**Selected excerpt:**

Wednesday, September 2, 2009

Swimwear Shopping is an Extreme Sport

*This will be me on holidays, except I will try to remember to take my shoes off before swimming. Still, we all know after a few cocktails anything's possible...

Swimwear shopping requires five key elements: focus, fitness, stamina, high self esteem and a whole lot of patience. I know this because I did it recently, and it's fair to say the experience almost broke me. If I had to describe it in just a few words... It sucked the big one.

Wherever you're from and whatever you call them, swimmers/bathers/ togs/cossies do the same thing.

They allow us to go naked in public and pretend we're not.

Two weeks ago the elastic in my favourite red one-piece turned to custard. Literally. After Lucy's swimming lesson I lifted her out of the pool, pulled myself out as gracefully as I could and headed towards our towels, only to discover that the front of my swimmers were swinging past my hips like a prolapse. Not. Good.

Timing wise, it wasn't the best time for the old cossie to pack it in. It was the last week of August, and therefore Winter. Finding ANY kind of swimwear at this time of year is almost impossible. Two weeks into September I'd be slightly better off, but the choices were few and far between. I went everywhere, I really did. And I tried on everything. With a two year old in tow. It was a laugh a minute. But the hardest part wasn't the lack of choice. It was the lack of the essential items required for a swimwear-ready body:

Tan (real or fake)



Soft lighting (Myer tends to frown on BYO candles in their change rooms. Go figure.)


Personal retoucher.

I am only half joking about these, and while I don't actually hate my body, like most women I am acutely aware of its flaws, be they real or perceived. Thing is, when we put on our swimmers and venture forth, apart from a thin piece of Lycra to cover our private bits, we are basically naked. And when it's Summertime and hot, and we're all on the beach and everyone's happy and summery and has attended to a few of the above, it's happy days and who cares. But with the exception of Miranda Kerr and that incredibly hot woman in the new Seafolly campaign, who has a body they'd be happy to see in a swimsuit at the very end of Winter? Hands up!

While I was tempted to buy one of those fabulously modest birkinis just to cover up the multitude of sins I've been able to hide over winter (especially as the elastic headed lower and lower in my old swimmers), I decided on a forgiving tankini from Tar-jay for our weekly dunking in chlorine at swim school. I also bought a Jets one piece with an invisible in-built strapless bra thingy to make my boobs salute the sun when we go on holidays. It's all false advertising and I won't be doing star jumps in it, but by golly the girls look perky.

As my two purchases go, I'm as happy as I can be with swimwear, but now that the naked-in-public thing has dawned on me I'm having a fit thinking about getting nude every week at swimming. I've done it happily all year but suddenly have given myself a reason for a weekly anxiety attack. Thankfully the pool we go to is full of lovely Mums of all shapes and sizes who, like me, couldn't give a toss what anyone else looks like. I've just had one of those 'a-ha' moments and have remembered that Summer body confidence takes time and layers of fake tan to build.

By the end of Summer I'm practically romping around in hardly a cheesecloth hanky every day of the week, but from here I've got a long way to go.

Time to break out the St Tropez and suck it in.

**Information supplied:**
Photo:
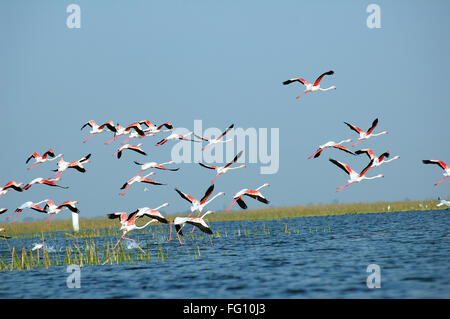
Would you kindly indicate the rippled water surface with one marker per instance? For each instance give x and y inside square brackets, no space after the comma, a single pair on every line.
[321,257]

**Actions to take:**
1. Answer these from the swimwear shopping post:
(a) What five key elements does swimwear shopping require?
(b) What happened to the elastic in the favorite red one-piece?
(c) What swimsuit was bought for swim school, and from which store?
2. Condense the paragraph of the swimwear shopping post that begins "Timing wise, it wasn't the best time" into two or three sentences, keeping its main facts.
None of the listing is needed here.

**Solutions below:**
1.
(a) Focus, fitness, stamina, high self esteem and a whole lot of patience.
(b) It turned to custard.
(c) A forgiving tankini from Tar-jay.

2. The old swimsuit gave out in the last week of August, which is Winter, when finding any swimwear is almost impossible, and two weeks into September would have been only slightly better. The writer went everywhere and tried on everything with a two-year-old in tow. The hardest part was not the lack of choice but the lack of the essentials for a swimwear-ready body.